START ENTRIES SUPPLIED

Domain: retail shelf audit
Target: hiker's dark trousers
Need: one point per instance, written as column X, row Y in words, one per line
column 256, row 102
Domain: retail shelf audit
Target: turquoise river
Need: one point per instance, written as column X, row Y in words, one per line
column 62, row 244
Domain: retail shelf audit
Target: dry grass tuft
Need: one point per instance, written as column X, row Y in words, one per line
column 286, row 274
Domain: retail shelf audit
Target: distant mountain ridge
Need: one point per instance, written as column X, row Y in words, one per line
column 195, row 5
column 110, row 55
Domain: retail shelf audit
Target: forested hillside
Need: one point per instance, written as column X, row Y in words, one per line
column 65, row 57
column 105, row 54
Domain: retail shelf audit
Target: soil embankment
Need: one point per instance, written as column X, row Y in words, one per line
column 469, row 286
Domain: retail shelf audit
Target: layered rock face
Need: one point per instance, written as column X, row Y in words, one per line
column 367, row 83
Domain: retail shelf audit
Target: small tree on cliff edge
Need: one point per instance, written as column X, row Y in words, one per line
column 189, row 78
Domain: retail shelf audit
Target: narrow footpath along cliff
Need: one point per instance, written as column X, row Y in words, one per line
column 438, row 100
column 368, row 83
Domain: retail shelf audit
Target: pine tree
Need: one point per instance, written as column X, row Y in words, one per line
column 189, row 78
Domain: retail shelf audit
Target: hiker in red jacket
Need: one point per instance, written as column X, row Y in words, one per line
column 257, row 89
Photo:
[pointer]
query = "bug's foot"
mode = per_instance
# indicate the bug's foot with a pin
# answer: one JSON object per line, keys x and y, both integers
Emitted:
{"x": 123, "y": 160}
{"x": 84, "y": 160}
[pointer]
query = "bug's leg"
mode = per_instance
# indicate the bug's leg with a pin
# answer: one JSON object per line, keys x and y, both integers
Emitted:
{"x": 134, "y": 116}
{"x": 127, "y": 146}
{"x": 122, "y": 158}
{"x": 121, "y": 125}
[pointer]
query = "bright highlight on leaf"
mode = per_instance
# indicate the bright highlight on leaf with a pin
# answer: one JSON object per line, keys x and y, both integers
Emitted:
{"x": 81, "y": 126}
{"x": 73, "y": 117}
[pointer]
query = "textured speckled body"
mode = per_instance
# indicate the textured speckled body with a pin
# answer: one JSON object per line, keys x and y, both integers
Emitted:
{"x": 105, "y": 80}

END ENTRIES SUPPLIED

__ASSIGNMENT__
Take the lines above from the one containing "# indicate the bug's leg with a pin" down to the one containing "# indicate the textured", and transcribe them exactly, both ends included.

__ANSWER BOX__
# indicate the bug's leg with a pin
# answer: one JSON object per line, keys x and y, both integers
Emitted:
{"x": 134, "y": 116}
{"x": 127, "y": 146}
{"x": 122, "y": 158}
{"x": 121, "y": 125}
[pointer]
query = "bright highlight on leaf"
mode = per_instance
# indicate the bright highlight on leaf with a pin
# answer: one JSON object per line, keys x and y, both integers
Emitted:
{"x": 81, "y": 126}
{"x": 73, "y": 117}
[pointer]
query = "textured speckled body"
mode = per_instance
# indicate the textured speckled body with a pin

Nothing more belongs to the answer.